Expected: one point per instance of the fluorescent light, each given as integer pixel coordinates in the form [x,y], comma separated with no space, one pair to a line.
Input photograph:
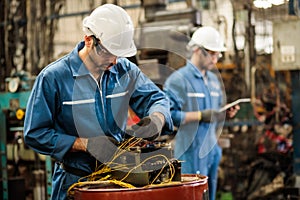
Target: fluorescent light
[277,2]
[262,4]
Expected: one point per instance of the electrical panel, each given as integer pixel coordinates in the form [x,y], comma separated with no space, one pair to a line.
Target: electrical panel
[286,43]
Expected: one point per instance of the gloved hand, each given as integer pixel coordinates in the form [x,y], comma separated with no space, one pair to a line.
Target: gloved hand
[102,148]
[211,116]
[148,127]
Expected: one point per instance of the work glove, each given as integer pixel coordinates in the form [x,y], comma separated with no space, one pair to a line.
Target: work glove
[102,148]
[211,116]
[148,128]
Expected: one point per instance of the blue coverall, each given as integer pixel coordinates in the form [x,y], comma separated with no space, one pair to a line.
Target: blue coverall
[67,102]
[196,142]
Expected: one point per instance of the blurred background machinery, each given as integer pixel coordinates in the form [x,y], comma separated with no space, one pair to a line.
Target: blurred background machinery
[262,62]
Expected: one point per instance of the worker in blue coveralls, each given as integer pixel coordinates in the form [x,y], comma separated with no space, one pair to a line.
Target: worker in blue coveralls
[79,103]
[196,96]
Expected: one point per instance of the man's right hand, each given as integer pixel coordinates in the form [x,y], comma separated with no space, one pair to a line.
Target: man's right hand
[103,148]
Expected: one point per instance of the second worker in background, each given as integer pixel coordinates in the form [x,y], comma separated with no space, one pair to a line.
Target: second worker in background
[196,96]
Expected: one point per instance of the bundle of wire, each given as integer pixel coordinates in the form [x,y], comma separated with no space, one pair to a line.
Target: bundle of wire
[103,176]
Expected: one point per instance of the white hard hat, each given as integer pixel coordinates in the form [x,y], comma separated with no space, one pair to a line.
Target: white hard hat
[209,38]
[112,25]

---+---

## Activity
Write out the entries above verbatim, without pictures.

## Task output
Expected: one point per instance of the fluorescent light, each given as integer pixel coordinates in the form [x,y], comma separated with no space, one pair to a line.
Input photograph:
Target: fluorescent light
[277,2]
[262,4]
Expected: one point per instance of the electrical panel, each given as integer pixel coordinates in the form [x,y], comma separated with no space, one pair to a line.
Target: electrical panel
[286,43]
Expected: one point per instance of the gloved hand, each given as integer pixel coordinates in the form [x,y], comma separated with no space, one pair to a line.
Target: gloved hand
[102,148]
[211,116]
[148,127]
Expected: one point per instance of the work glove, each given as integer pixel coordinates in the form [x,y], comma separated with no space, one pair to a line.
Target: work glove
[102,148]
[211,116]
[148,128]
Expected: one point per instance of the blue coverall, each given as integer pixel coordinates in the form [x,y], comma separated with no space, one pair to a line.
Target: blue coverall
[67,102]
[196,142]
Expected: one point per instance of the blurred background machinery, each given as integer pixel coordinates in the form [x,y], comma separated with no space, one pair to a line.
Target: blurred background machinery
[262,62]
Expected: one point per instance of the worker in blue coveralls, each given as integer pixel coordinates in the form [x,y], comma separated with no space, one pair to a line.
Target: worker in blue coveralls
[79,103]
[196,96]
Expected: one point per instance of the man's right hand, each given as integer pixel coordinates in the form [x,y], comma separated with no space, one pair to a line.
Target: man's right hand
[103,148]
Expected: one point per instance of the second worker in background, each given as integer pixel coordinates in the form [x,y], comma separated with no space, one pair to a line.
Target: second worker in background
[196,96]
Expected: one point per instance of the bundle of wire, each given as integer pixel coordinates in the form [x,y], comma separated with no space, one pair to a line.
Target: bundle of wire
[103,176]
Expected: one point per instance of the white hard hat, each given as integer pixel coordinates in the form [x,y], comma separated with no space, one pair to a line.
Target: white hard hat
[209,38]
[112,25]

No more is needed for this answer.